* [Zum Ausprobieren]:
Schreiben Sie den Text über die Zinsabschlagsteuer vollständig und Wort für Wort ab.

* [Ausgewählter Abschnitt]:

──────

Zinsabschlagsteuer: Begriff, rechtliche Grundlagen und Entwicklung
Die Zinsabschlagsteuer stellte eine besondere Form der Quellensteuer in Deutschland dar, welche bis zum 31. Dezember 2008 auf bestimmte Kapitalerträge, insbesondere Zinserträge, erhoben wurde. Sie diente der Ertragsteuererfassung von Zinseinkünften natürlicher Personen und war wesentlicher Bestandteil der Besteuerung von Einkünften aus Kapitalvermögen gemäß dem Einkommensteuerrecht.
Definition und Rechtsnatur der Zinsabschlagsteuer
Die Zinsabschlagsteuer war eine Steuer, die unmittelbar an der Quelle, also vom Schuldner oder der auszahlenden Stelle der Zinsen, einbehalten wurde. Gesetzliche Grundlage bildete zunächst § 43 Abs. 1 Satz 1 Nr. 7 Einkommensteuergesetz (EStG) in Verbindung mit §§ 44 ff. EStG in der bis 2008 geltenden Fassung. Sie war keine eigenständige Steuer, sondern eine besondere Erhebungsform der Einkommensteuer, diente jedoch der Sicherstellung des Steueraufkommens aus Kapitalerträgen und der Vermeidung von Steuerhinterziehung.
Gesetzliche Grundlagen und Funktion
Rechtsnormen
Die Erhebung der Zinsabschlagsteuer beruhte auf den nachfolgenden Rechtsgrundlagen:
- § 43 Abs. 1 Satz 1 Nr. 7 EStG: Regelung der Erhebung der Steuer auf Zinserträge.
- §§ 44 ff. EStG: Regelten insbesondere die steuerliche Pflichten der auszahlenden Stelle, die Haftung sowie das Verfahren zur Abführung der Steuer an das Finanzamt.

──────

* [Datenauszüge]:

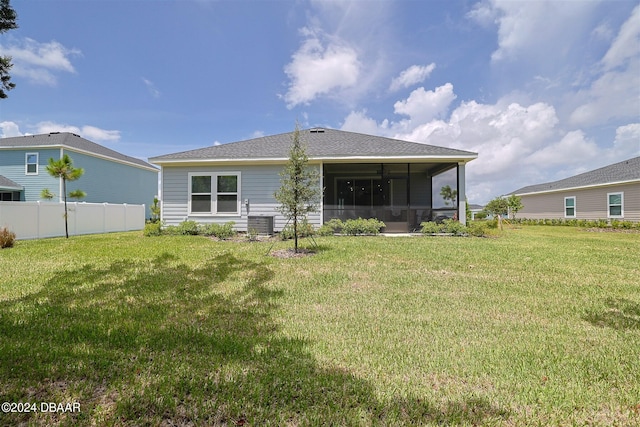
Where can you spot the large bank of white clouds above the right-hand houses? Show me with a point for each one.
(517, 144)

──────

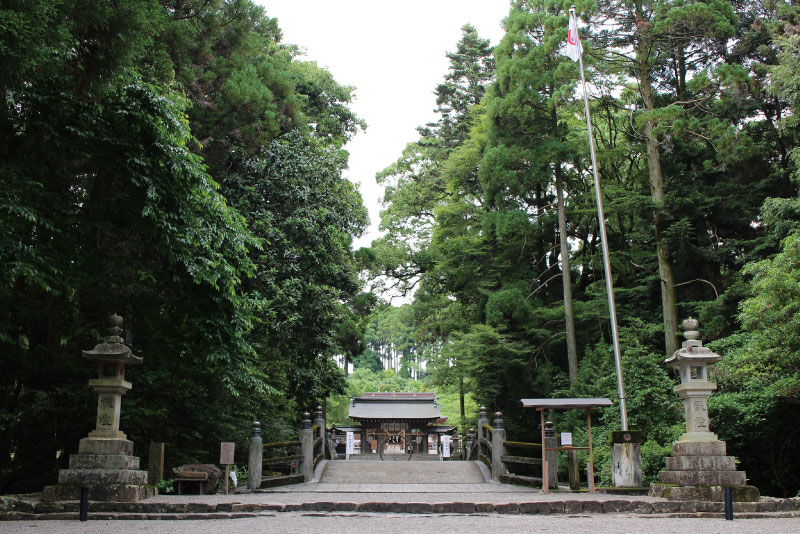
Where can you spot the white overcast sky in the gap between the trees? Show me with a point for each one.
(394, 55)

──────

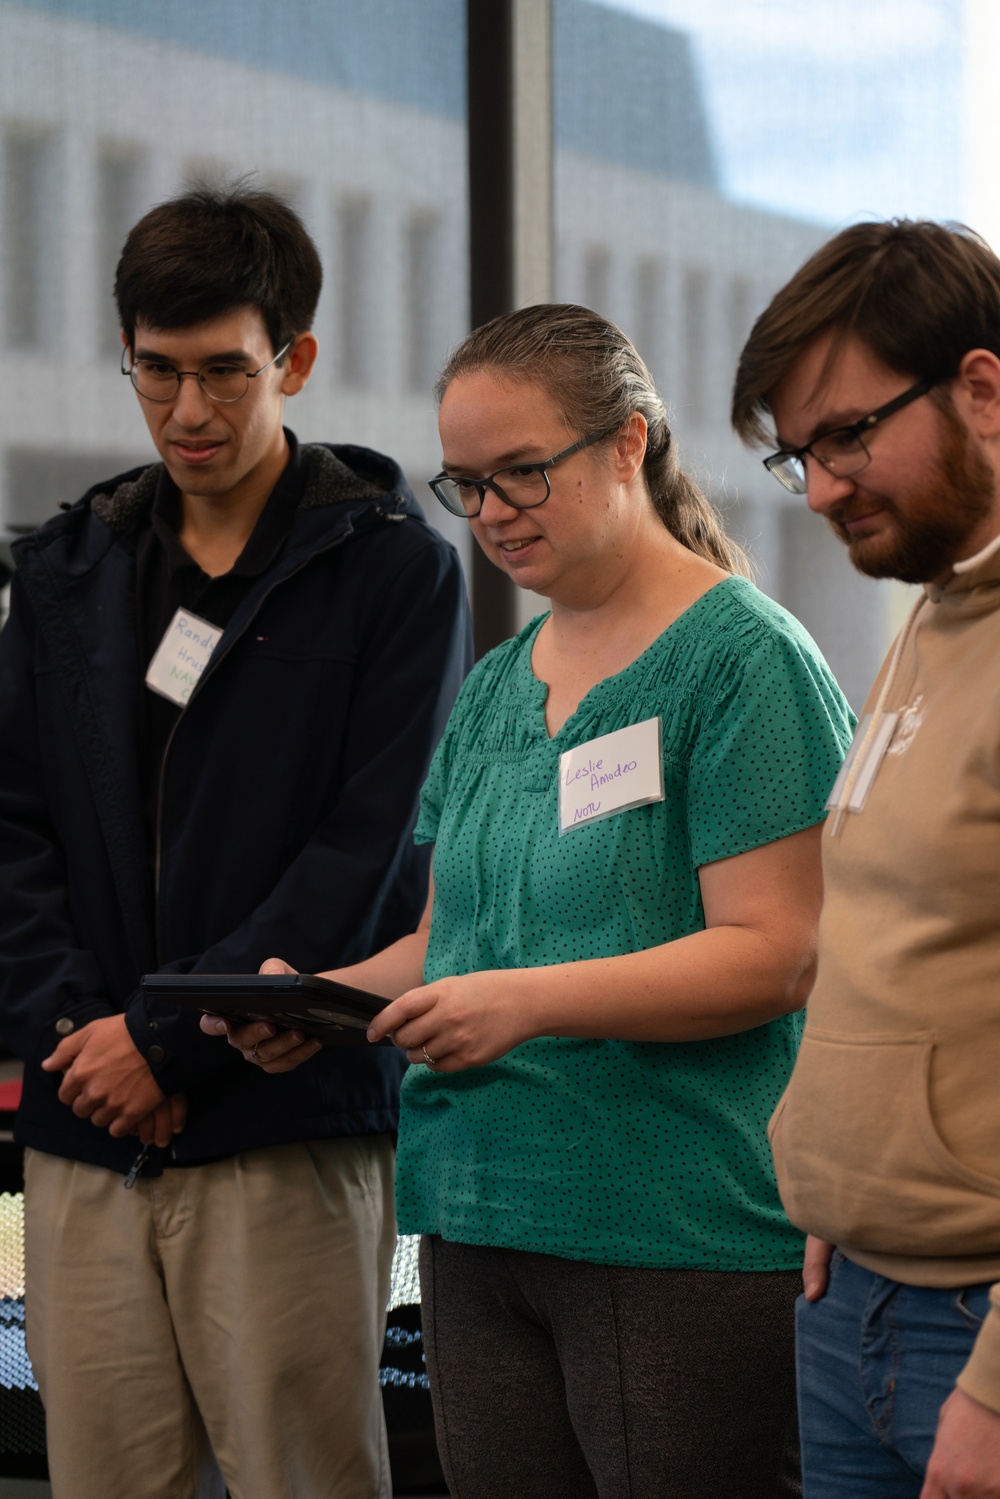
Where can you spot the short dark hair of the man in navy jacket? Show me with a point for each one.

──────

* [Schriftliche Antwort]:
Zinsabschlagsteuer: Begriff, rechtliche Grundlagen und Entwicklung
Die Zinsabschlagsteuer stellte eine besondere Form der Quellensteuer in Deutschland dar, welche bis zum 31. Dezember 2008 auf bestimmte Kapitalerträge, insbesondere Zinserträge, erhoben wurde. Sie diente der Ertragsteuererfassung von Zinseinkünften natürlicher Personen und war wesentlicher Bestandteil der Besteuerung von Einkünften aus Kapitalvermögen gemäß dem Einkommensteuerrecht.
Definition und Rechtsnatur der Zinsabschlagsteuer
Die Zinsabschlagsteuer war eine Steuer, die unmittelbar an der Quelle, also vom Schuldner oder der auszahlenden Stelle der Zinsen, einbehalten wurde. Gesetzliche Grundlage bildete zunächst § 43 Abs. 1 Satz 1 Nr. 7 Einkommensteuergesetz (EStG) in Verbindung mit §§ 44 ff. EStG in der bis 2008 geltenden Fassung. Sie war keine eigenständige Steuer, sondern eine besondere Erhebungsform der Einkommensteuer, diente jedoch der Sicherstellung des Steueraufkommens aus Kapitalerträgen und der Vermeidung von Steuerhinterziehung.
Gesetzliche Grundlagen und Funktion
Rechtsnormen
Die Erhebung der Zinsabschlagsteuer beruhte auf den nachfolgenden Rechtsgrundlagen:
- § 43 Abs. 1 Satz 1 Nr. 7 EStG: Regelung der Erhebung der Steuer auf Zinserträge.
- §§ 44 ff. EStG: Regelten insbesondere die steuerliche Pflichten der auszahlenden Stelle, die Haftung sowie das Verfahren zur Abführung der Steuer an das Finanzamt.